**WORK TO DO:**
Word for word, set down the records and skip each picture.

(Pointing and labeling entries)
* begin *
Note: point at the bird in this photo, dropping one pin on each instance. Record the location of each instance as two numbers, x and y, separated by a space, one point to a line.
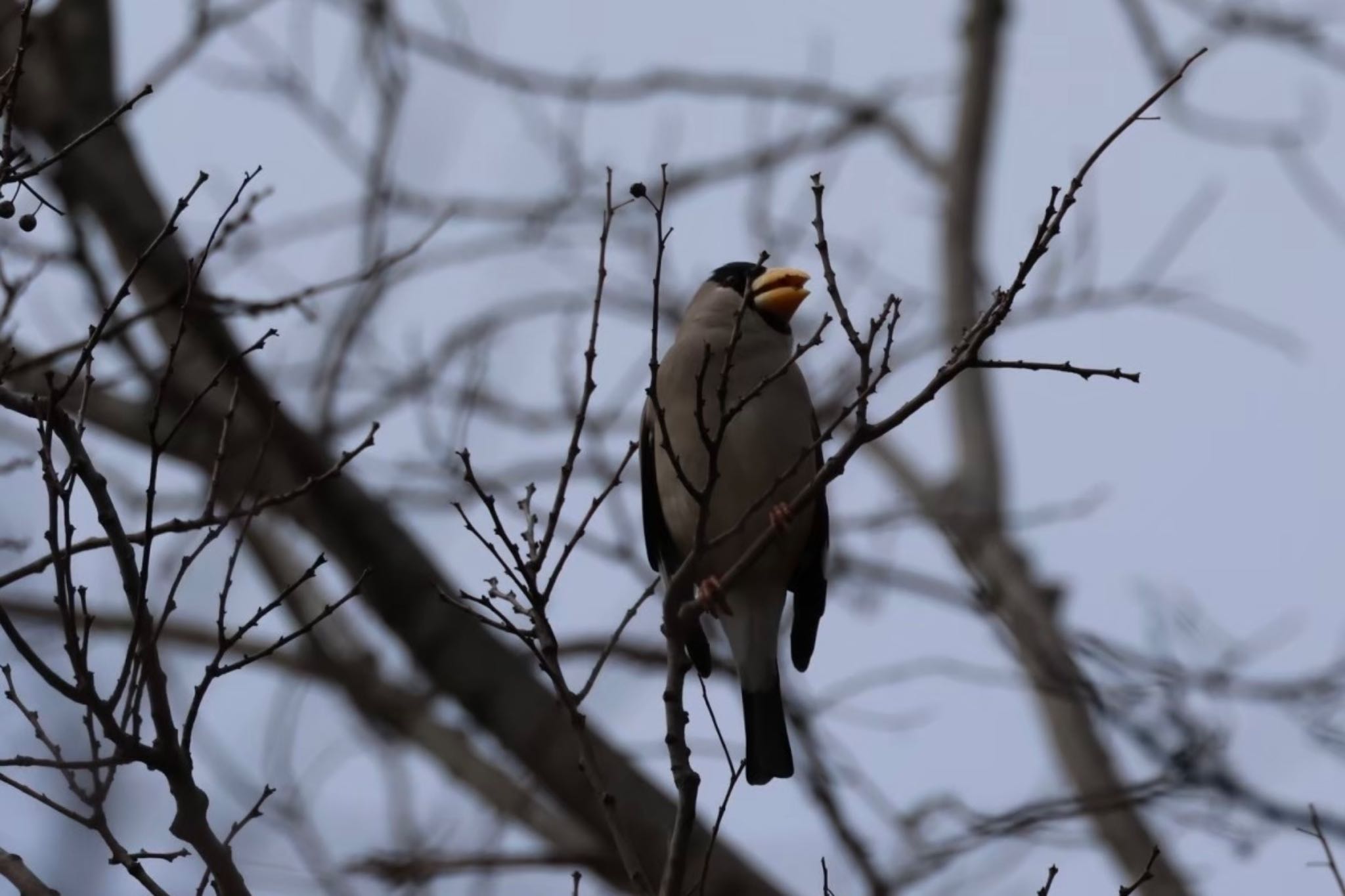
771 440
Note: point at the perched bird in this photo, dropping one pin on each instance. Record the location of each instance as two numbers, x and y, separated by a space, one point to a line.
767 437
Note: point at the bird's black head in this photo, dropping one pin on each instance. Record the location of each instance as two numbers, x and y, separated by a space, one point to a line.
736 276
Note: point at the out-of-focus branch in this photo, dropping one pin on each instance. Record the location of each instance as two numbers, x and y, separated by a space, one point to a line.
72 81
14 870
978 473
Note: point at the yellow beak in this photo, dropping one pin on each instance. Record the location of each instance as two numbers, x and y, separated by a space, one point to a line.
779 292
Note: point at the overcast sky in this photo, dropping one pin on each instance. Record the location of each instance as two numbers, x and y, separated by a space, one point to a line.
1218 477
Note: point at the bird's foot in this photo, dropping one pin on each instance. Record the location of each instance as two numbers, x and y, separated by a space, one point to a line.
711 598
780 517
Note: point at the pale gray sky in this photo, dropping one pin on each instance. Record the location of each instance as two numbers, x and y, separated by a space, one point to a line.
1220 471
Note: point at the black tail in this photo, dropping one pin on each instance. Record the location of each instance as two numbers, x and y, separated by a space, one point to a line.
768 740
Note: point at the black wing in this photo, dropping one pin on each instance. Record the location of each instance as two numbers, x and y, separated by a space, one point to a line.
810 581
659 547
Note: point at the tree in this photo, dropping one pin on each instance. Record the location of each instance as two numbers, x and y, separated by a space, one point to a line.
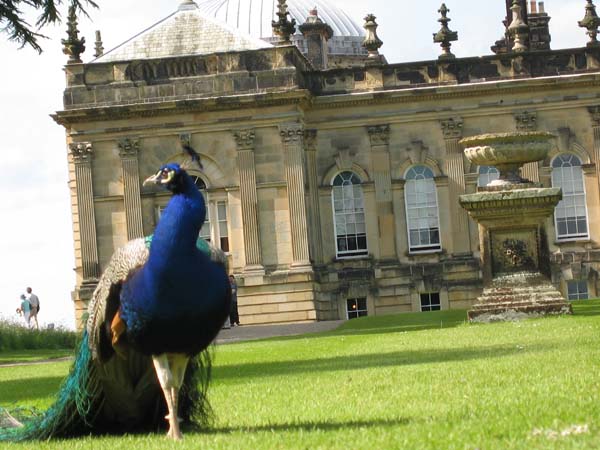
20 31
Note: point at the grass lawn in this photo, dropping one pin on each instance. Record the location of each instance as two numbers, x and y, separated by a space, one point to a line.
425 380
22 356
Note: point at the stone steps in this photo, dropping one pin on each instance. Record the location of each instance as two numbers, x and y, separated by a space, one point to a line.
523 293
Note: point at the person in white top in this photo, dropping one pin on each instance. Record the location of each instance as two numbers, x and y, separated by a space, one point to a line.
34 301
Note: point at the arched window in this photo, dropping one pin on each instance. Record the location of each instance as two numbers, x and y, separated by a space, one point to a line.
349 215
487 174
205 230
422 215
215 225
570 215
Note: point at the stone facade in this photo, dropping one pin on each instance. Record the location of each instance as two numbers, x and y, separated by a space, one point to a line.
274 134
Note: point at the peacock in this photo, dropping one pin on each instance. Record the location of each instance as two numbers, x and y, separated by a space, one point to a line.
145 351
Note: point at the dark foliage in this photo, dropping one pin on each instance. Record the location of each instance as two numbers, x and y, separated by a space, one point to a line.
19 30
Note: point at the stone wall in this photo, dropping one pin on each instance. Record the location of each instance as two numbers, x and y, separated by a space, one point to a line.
272 147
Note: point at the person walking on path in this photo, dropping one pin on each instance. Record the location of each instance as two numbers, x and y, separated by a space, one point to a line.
234 317
25 310
34 301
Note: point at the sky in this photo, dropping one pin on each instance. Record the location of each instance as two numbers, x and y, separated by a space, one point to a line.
36 247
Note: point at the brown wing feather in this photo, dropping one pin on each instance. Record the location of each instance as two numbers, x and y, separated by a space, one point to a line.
105 299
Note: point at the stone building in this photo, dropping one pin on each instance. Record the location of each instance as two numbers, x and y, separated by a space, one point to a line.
332 176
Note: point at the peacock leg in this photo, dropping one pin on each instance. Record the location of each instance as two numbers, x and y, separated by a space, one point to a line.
170 370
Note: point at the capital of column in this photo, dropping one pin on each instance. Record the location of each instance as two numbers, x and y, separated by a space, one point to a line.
185 139
81 151
128 147
526 121
452 128
291 133
379 135
595 114
244 139
310 140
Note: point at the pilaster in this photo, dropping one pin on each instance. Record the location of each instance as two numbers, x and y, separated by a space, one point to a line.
452 130
595 115
82 153
313 209
527 121
379 137
245 149
292 139
128 152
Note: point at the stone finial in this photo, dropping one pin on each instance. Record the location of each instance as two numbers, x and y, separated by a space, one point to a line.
372 42
73 46
81 151
591 21
317 33
445 35
98 45
283 27
518 28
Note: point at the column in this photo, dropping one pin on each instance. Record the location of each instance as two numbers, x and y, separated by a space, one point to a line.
81 153
314 210
292 139
455 170
527 121
247 172
595 114
379 137
128 151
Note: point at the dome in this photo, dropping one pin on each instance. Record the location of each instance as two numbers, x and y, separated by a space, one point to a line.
254 17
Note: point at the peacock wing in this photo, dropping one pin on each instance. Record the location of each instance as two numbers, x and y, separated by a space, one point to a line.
105 299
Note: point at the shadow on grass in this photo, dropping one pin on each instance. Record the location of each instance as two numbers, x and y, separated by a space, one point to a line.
12 391
312 426
371 360
586 307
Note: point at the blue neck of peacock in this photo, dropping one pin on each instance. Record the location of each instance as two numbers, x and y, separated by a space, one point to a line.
179 225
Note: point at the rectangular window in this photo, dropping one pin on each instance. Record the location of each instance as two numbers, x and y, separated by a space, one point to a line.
430 301
356 307
205 230
577 290
222 221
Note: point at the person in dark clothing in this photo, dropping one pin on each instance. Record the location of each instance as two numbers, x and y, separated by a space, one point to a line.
234 317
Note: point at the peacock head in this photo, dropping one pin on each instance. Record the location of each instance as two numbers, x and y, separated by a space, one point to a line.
171 176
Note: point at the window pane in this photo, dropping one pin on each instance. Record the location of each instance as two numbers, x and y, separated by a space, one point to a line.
* end *
**RESPONSE BELOW:**
Note: point at the bird in this photo, dropping one pin on each instance. Record the location of each instance as two numbers, x and y, separated by a space, one point to a line.
771 440
Note: point at the perched bird in this photo, dropping one pin on each instance. Record the location of each instance as two numbers, x and y, separated by a space, one point to a line.
767 437
Note: point at the bird's black head in this photo, dropping one pin on each instance. Record the location of each instance as two numbers, x and y, separated by a space, one point to a line.
736 276
Note: point at the out-of-focus branch in this photo, dropping one pin on each instance. Record the location of each instance as two numbers, x and y, separated by a space, one point to a line.
72 81
14 870
978 473
Note: point at the yellow beak in this photo, dropping one pin on each instance. Record the location of each instance as two numbers, x and y, separated by a space, one point to a line.
779 292
Note: point at the overcast sky in this photo, dropping one pin on each instance. Record the location of each instance as two numbers, x and y, separated by a space, one point to a line.
1218 477
Note: point at the bird's foot in this photo, dropping one pin on each instance. Record the location of each instance as two numbers, x and y, separated by a space, one point to a line.
711 598
780 517
Note: point at the pale gray sky in this photo, dropping one pin on each instance. Record the location of each instance as two numbers, x and y, separated by a space, one point to a line.
1220 471
Note: point at the black tail in this photo, dropping one pin on each instance. Record the location of each instance as two numbers, x and y, separated by a space, one point to a line.
768 740
Note: point at the black wing in this photo, dropping one pin on each instance. Record the location of each instance as two numbers, x and y, separated by a space, one point to a line.
810 581
659 547
Note: point at the tree in this photo, dropping one pin on each instance. Record the location of each instance as two numbers, x and y, separated by a space, one point to a line.
20 31
Note: point at the grass lawn in this photo, dropping one pin on each instance. Record the location of each instance as two numbers, x and y, separated by a space, one point to a line.
425 380
22 356
Note: point at the stone steps in this photo, dropping one pin on each instance. Record the location of each instance as two numbers, x and y, separated by a space, one point to a line.
523 293
Note: point at the person in white top in this photo, dropping one pin on each instance. Record the location of each instance as two numbers, x and y, separated by a space, one point to a line.
34 301
Note: point at the arched window in this photo, dropping one pin on each instance. Record the location of each instance as two numbers, x and y, separated by a space, one point to a line.
349 215
487 174
205 230
422 215
215 225
570 215
Note: point at the stone facade in this photo, dropping one pin on each instance. Record the location of each instance as two numbers, x and y, separated by a space, one point to a line.
274 134
Note: point at the peacock in this photo, dropping one pin on each instance. Record the location of each instance as two numbers, x and y, separated by a space, one point to a line.
145 351
Note: point at the dark foliage in this photo, dropping one pin on each instance. Record the location of each instance as two numbers, x and y, separated by a space, one point to a line.
19 30
Note: point at the stone wall in this photo, dropping one pin on each instance. Record the location of each instance as two numbers, x and y, separated by a space, one point to a line.
272 147
Note: point at the person walking on path in this photo, dropping one pin on each instance. Record the location of each instance as two numbers, x and y, separated by a space, one point to a line.
234 317
25 310
34 301
Note: point at the sky in this photo, dropping one pin on each instance. Record the location of each instance as two numbers, x and y, separated by a space, one point to a line.
36 247
Note: point at the brown wing feather in this photo, dropping one pin on each instance. Record the location of each instance as two numbers, x and y, separated by a space, one point to a line.
105 299
Note: point at the stone building in this photo, dropping one pin on each instance. Record the location of each instance as two numbers, x and y, separated by a space, one point to a line.
332 176
Note: point at the peacock leg in this photo, dropping one pin on each instance. Record the location of each instance as two numbers, x and y, separated by a space, one point to a line.
170 370
Note: point at the capital of column in this photo, dropping one pin on each instance. Record the location of each instance as two numbers, x and y, separated by a space, one point to a line.
185 139
81 151
128 147
526 121
452 128
291 133
379 135
595 114
244 139
310 140
Note: point at the pilaster in this photo, dropping one pin on each instance. Record the location of each instance as two numbers, x and y, separated by a space, one point to a line.
452 130
595 115
82 153
313 209
527 121
379 137
245 149
292 139
128 152
Note: point at the stone finial in this photo, dropping one pin on each instance. Record the location of each instance as two numbers, x and y, separated by a space, one point to a line.
372 42
73 46
81 151
591 21
317 33
445 35
98 45
283 27
518 28
Note: point at the column in this photo, dropping one pin on each instance. Record the location of each instance as two numbers, x and y, separated by a space, one point to a line.
81 153
314 210
292 139
455 170
527 121
247 172
595 114
379 137
128 151
Note: point at the dome in this photo, dropping one pin on each instance. Record the location of each instance as two numbers, x and y, separated by a space, one point to a line.
254 17
Note: point at the peacock wing in this photo, dropping one pin on each instance. Record the location of each instance as two numbers, x and y, separated by a space, one point to a line.
105 299
Note: point at the shadow on grass in this photo, dropping one pin on each instance. Record the location of each instance as two numbers, x and y, separated by a space, one point to a line.
12 391
312 426
371 360
586 307
Note: point at the blue neck of peacock in this photo, dropping one pin on each instance. Record the location of each instance as two numbers, x and y, separated by a space, one point to a line.
179 225
Note: point at the rectangular window in this photo, dropping one pin on each instance. Record the location of each instance as two numbers, x and y, separated by a space, one point to a line.
430 301
356 307
205 230
577 290
222 221
Note: point at the person in dark clothing in this photo, dropping one pin on each instance. Record the location of each instance as two numbers, x and y, separated by a space, one point to a line.
234 317
Note: point at the peacock head in this photo, dropping one pin on each instance. Record the location of each instance as two numbers, x and y, separated by a space, one point to a line.
171 176
Note: point at the window pane in this photo, dropping one pin on each instance. Record the location of each instance as two numbers, x and y, separated by a space, one point to a line.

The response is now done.